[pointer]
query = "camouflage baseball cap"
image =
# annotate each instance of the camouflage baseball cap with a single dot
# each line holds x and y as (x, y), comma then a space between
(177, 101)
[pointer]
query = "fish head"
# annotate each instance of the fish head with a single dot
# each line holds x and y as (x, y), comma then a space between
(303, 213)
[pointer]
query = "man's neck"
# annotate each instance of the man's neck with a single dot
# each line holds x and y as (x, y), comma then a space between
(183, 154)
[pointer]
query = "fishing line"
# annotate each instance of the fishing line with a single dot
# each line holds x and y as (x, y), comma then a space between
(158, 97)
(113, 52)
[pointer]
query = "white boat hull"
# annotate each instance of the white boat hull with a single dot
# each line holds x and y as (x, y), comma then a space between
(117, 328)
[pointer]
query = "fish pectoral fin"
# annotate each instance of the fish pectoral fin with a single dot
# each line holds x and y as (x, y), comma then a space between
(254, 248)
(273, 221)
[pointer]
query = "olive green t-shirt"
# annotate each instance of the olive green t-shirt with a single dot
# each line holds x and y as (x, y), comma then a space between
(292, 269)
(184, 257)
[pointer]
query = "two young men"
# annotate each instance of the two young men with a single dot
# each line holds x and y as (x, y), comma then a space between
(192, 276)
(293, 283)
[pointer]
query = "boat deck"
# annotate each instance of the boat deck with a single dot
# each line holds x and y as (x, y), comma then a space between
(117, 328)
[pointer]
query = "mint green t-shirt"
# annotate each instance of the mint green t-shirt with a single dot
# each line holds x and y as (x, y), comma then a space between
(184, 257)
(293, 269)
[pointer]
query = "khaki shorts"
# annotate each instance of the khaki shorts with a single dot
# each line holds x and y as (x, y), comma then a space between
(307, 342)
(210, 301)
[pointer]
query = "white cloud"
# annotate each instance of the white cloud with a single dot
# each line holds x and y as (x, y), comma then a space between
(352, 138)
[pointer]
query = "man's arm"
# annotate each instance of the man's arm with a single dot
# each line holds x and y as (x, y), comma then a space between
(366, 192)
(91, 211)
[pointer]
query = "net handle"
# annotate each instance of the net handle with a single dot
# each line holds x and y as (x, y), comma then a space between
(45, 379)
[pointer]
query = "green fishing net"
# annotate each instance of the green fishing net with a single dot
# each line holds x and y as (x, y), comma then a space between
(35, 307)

◇ ◇ ◇ ◇

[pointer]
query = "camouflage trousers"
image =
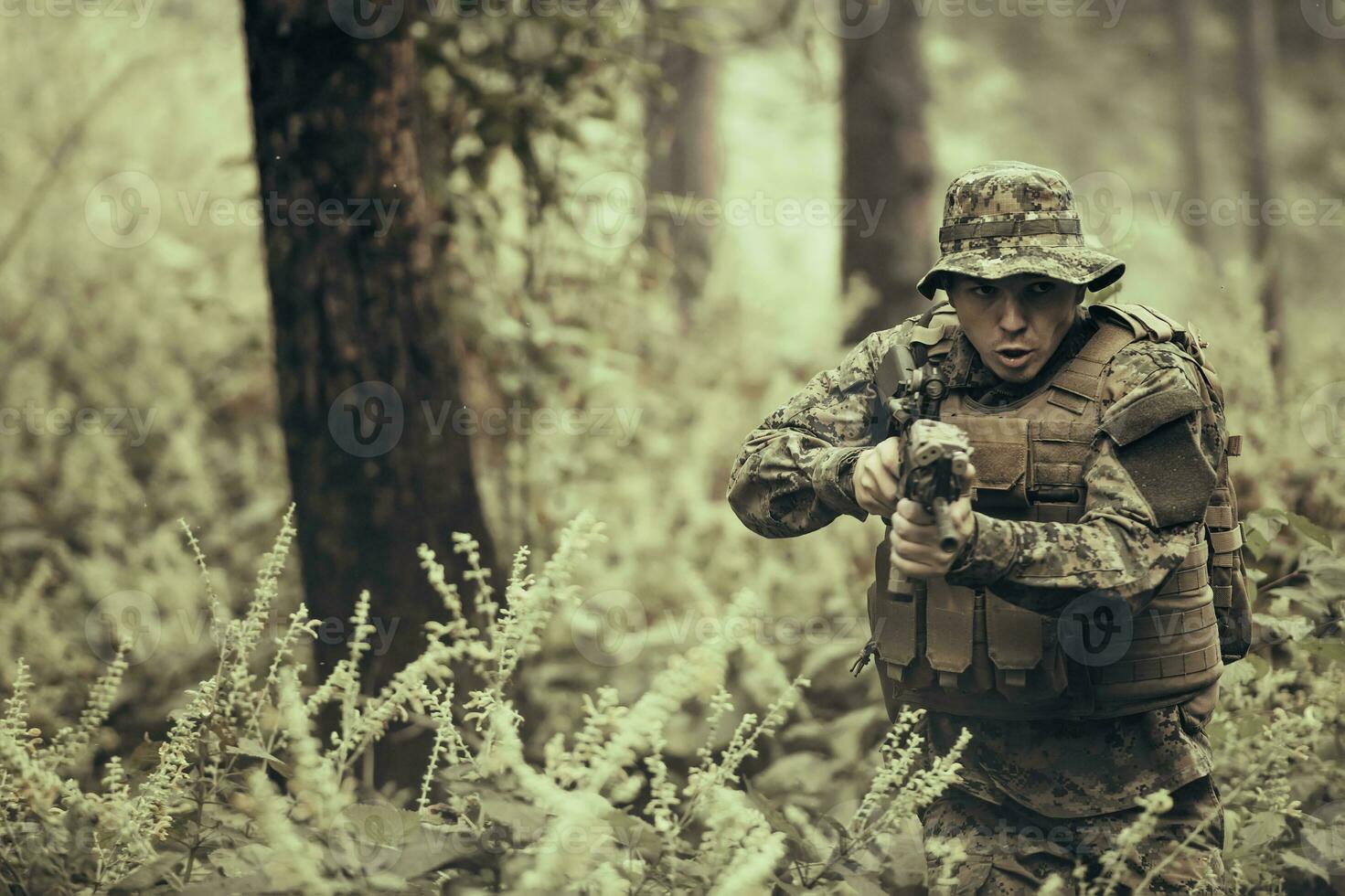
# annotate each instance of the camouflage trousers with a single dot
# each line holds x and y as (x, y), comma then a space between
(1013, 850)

◇ ◇ ◇ ◇

Identify each line in the data above that contains the word "young", and copy those lines.

query = "two young men"
# annotate each instance of the two young men with a single dot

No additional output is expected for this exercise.